§ Data for review

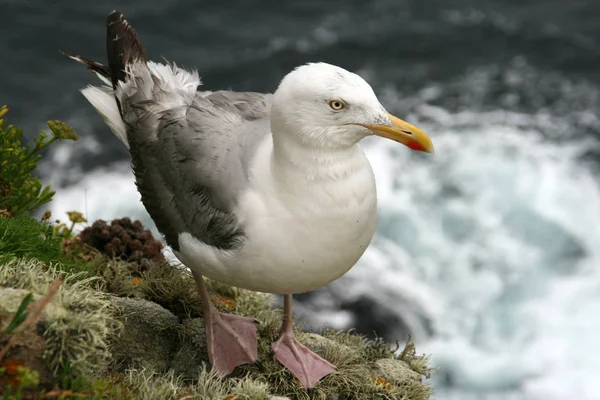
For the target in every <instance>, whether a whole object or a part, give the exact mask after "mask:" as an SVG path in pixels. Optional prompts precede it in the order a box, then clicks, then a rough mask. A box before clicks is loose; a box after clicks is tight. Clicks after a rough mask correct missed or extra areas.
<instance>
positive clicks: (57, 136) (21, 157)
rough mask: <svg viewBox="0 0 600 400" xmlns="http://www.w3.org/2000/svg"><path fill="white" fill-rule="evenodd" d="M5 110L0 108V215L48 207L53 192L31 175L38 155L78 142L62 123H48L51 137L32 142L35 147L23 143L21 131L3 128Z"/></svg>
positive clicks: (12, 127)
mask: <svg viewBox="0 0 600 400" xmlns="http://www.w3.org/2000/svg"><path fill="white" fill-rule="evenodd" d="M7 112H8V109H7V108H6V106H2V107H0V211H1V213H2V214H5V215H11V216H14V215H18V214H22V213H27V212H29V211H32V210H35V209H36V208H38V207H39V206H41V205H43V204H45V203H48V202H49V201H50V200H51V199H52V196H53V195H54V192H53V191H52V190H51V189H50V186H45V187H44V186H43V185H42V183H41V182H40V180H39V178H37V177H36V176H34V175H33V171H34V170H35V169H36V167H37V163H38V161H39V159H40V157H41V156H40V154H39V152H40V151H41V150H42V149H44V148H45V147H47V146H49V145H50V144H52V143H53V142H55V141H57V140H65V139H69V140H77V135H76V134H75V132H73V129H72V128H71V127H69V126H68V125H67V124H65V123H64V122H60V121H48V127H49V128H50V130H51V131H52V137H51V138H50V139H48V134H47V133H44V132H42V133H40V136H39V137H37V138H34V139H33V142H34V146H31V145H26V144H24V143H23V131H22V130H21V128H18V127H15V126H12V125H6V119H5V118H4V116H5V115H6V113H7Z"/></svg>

§ What needs to be done
From the records, determine the number of lines holding the word "rough", and state that number only.

§ Solution to this problem
2